**WHAT TO PRODUCE**
Output exactly, please, the lines of the records below from the one containing "point: white ceramic" through the final line.

(Items from a data source)
——

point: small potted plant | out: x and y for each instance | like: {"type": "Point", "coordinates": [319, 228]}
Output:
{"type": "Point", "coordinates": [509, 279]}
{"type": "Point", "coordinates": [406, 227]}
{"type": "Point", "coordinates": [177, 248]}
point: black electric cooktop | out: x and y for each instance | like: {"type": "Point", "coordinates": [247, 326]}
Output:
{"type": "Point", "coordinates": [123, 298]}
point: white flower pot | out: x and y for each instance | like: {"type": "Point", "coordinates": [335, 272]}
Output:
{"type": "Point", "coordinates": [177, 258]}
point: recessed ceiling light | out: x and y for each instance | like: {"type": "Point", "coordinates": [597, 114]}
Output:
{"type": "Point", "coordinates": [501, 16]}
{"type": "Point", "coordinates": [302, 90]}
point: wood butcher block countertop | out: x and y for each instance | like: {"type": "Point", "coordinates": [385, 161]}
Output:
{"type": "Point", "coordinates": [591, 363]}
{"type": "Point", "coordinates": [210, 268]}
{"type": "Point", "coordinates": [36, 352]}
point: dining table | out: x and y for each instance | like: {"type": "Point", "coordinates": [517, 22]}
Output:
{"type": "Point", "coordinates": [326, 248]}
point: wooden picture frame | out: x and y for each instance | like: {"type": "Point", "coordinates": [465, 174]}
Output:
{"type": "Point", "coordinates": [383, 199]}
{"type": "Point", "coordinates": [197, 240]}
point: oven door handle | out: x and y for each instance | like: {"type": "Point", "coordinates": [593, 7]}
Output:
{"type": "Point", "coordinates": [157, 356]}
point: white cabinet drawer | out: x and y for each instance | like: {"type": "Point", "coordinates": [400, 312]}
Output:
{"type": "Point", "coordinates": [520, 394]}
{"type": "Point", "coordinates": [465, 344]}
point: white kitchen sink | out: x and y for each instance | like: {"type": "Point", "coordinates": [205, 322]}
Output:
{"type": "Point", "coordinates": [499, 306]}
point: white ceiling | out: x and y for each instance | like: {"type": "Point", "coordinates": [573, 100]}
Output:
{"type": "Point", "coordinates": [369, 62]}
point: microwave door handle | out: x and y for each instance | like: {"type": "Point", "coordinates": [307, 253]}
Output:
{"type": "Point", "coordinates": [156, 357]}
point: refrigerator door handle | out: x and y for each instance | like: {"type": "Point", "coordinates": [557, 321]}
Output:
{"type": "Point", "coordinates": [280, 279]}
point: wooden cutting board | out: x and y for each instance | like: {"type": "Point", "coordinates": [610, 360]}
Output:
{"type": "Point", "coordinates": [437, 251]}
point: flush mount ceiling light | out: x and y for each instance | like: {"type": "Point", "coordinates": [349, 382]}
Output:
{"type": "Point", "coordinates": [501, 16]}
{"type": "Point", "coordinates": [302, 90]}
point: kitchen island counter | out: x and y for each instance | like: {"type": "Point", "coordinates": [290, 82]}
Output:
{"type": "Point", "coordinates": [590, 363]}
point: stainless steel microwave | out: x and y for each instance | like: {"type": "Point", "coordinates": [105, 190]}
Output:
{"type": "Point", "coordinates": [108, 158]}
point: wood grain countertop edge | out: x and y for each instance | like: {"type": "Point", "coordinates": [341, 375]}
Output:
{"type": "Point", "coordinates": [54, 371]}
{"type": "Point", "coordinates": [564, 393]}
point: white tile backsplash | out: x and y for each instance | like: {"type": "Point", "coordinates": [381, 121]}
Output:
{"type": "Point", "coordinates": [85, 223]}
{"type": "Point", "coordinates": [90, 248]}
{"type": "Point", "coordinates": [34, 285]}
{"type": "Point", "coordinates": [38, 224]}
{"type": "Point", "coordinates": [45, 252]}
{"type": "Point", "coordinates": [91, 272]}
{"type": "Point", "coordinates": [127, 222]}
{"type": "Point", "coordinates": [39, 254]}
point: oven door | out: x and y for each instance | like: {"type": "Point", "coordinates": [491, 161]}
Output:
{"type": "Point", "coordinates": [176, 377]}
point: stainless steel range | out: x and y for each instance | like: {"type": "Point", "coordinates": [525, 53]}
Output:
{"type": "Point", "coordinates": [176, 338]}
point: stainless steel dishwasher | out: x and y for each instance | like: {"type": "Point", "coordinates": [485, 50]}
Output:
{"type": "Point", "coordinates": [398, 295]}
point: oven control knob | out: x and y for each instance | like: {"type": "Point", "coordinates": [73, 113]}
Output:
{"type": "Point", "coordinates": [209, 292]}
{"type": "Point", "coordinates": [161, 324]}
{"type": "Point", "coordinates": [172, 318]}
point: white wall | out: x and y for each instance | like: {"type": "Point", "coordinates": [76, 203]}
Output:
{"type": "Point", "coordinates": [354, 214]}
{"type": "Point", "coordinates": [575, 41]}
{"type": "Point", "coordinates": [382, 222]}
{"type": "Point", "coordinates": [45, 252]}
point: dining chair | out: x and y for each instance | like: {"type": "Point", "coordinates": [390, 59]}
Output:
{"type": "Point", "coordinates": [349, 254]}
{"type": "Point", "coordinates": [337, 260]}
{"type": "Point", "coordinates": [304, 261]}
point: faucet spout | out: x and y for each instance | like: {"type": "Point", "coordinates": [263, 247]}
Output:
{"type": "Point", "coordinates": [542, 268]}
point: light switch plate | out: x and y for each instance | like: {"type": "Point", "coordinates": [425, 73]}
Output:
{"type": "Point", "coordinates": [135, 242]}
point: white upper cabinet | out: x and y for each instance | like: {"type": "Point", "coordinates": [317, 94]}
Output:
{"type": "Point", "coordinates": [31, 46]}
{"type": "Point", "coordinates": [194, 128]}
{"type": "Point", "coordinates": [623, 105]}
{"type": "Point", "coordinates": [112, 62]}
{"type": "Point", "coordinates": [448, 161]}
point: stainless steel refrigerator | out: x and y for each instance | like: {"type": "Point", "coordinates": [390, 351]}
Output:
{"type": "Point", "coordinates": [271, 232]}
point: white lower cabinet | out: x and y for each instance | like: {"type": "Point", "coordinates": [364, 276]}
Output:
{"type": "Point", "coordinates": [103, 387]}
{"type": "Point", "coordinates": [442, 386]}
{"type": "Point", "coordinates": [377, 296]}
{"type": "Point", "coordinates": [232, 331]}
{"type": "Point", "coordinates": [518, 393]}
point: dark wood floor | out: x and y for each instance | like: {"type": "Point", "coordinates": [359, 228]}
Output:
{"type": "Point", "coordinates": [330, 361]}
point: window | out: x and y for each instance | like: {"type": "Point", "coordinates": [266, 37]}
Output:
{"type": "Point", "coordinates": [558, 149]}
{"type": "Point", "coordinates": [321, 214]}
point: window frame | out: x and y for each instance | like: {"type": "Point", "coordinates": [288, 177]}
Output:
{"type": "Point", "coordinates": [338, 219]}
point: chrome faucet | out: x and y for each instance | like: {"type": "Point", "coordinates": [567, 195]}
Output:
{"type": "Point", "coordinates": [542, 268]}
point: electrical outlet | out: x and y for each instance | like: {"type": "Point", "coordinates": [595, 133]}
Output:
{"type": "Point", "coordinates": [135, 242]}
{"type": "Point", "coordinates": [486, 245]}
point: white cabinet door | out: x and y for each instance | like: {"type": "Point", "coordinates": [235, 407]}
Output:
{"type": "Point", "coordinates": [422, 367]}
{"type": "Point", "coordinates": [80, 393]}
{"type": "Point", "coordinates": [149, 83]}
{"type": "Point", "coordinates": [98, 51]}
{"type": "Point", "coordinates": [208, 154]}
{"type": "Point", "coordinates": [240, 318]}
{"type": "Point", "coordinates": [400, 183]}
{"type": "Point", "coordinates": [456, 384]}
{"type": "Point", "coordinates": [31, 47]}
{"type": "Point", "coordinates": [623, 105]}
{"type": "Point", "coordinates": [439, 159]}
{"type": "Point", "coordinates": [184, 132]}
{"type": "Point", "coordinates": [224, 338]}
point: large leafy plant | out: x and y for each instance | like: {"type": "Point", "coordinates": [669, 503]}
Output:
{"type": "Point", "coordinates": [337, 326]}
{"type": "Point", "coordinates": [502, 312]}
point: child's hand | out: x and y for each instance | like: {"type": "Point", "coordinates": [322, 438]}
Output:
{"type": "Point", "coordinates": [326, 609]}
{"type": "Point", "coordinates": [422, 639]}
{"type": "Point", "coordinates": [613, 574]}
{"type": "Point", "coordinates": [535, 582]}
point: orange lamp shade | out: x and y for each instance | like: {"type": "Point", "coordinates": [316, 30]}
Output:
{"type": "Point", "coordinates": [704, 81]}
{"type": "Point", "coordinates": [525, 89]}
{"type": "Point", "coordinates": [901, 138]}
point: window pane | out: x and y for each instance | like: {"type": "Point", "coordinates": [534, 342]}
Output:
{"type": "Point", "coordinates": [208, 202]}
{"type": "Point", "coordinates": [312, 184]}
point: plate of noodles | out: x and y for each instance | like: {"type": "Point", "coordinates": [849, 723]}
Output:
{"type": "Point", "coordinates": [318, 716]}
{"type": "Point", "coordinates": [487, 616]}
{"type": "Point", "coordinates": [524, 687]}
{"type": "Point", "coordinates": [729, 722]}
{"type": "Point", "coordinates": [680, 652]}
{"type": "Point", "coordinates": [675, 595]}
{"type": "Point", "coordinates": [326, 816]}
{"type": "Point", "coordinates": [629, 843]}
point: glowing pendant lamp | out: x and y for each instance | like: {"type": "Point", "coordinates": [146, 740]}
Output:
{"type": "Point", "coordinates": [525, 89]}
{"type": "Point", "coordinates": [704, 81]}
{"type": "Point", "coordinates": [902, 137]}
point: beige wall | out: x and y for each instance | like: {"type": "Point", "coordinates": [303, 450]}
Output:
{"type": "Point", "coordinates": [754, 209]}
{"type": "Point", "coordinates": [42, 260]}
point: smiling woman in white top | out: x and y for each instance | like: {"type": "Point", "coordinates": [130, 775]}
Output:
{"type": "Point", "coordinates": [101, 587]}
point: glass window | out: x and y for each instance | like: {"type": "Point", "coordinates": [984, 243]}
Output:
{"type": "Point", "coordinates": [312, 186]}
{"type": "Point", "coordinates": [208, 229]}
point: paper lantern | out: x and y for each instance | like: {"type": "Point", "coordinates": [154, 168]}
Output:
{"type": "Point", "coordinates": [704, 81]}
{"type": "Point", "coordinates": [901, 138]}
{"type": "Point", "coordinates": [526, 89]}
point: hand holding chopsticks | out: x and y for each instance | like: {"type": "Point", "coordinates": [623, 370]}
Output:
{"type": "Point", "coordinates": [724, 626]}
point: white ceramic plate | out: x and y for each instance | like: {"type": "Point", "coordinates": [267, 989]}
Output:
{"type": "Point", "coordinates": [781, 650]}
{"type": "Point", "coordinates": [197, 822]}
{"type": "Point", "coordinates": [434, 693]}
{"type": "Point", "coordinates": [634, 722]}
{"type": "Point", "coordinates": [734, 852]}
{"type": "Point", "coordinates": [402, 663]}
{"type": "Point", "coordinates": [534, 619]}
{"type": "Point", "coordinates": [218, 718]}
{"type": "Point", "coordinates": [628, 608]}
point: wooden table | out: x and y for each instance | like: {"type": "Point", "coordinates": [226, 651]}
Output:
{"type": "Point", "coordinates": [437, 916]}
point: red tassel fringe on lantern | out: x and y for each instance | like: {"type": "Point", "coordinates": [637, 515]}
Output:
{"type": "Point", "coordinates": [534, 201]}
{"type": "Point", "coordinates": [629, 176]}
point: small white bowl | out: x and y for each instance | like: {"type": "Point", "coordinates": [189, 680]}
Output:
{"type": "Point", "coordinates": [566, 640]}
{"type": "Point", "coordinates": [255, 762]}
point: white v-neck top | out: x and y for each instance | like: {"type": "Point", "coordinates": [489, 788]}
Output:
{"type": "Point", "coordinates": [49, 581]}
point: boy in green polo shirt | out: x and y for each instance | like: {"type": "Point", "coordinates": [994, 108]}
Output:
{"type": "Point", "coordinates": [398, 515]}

——

**RESULT FOR THIS TASK**
point: white ceramic plate | out: x and y for each instance | like: {"type": "Point", "coordinates": [267, 989]}
Output:
{"type": "Point", "coordinates": [781, 650]}
{"type": "Point", "coordinates": [197, 822]}
{"type": "Point", "coordinates": [434, 693]}
{"type": "Point", "coordinates": [634, 722]}
{"type": "Point", "coordinates": [734, 852]}
{"type": "Point", "coordinates": [402, 663]}
{"type": "Point", "coordinates": [534, 619]}
{"type": "Point", "coordinates": [218, 718]}
{"type": "Point", "coordinates": [628, 608]}
point: wooden table | out: x and y for each instance | like: {"type": "Point", "coordinates": [226, 651]}
Output:
{"type": "Point", "coordinates": [437, 916]}
point: red tassel fringe on lantern | out: x and y for each instance | like: {"type": "Point", "coordinates": [637, 515]}
Output:
{"type": "Point", "coordinates": [534, 201]}
{"type": "Point", "coordinates": [629, 176]}
point: small white bowl | out: x and y for each instance | like: {"type": "Point", "coordinates": [189, 680]}
Output:
{"type": "Point", "coordinates": [566, 640]}
{"type": "Point", "coordinates": [255, 762]}
point: white v-neck top | out: x and y for each instance | like: {"type": "Point", "coordinates": [489, 788]}
Output:
{"type": "Point", "coordinates": [49, 581]}
point: boy in green polo shirt | out: x and y for each instance | like: {"type": "Point", "coordinates": [994, 108]}
Output:
{"type": "Point", "coordinates": [398, 515]}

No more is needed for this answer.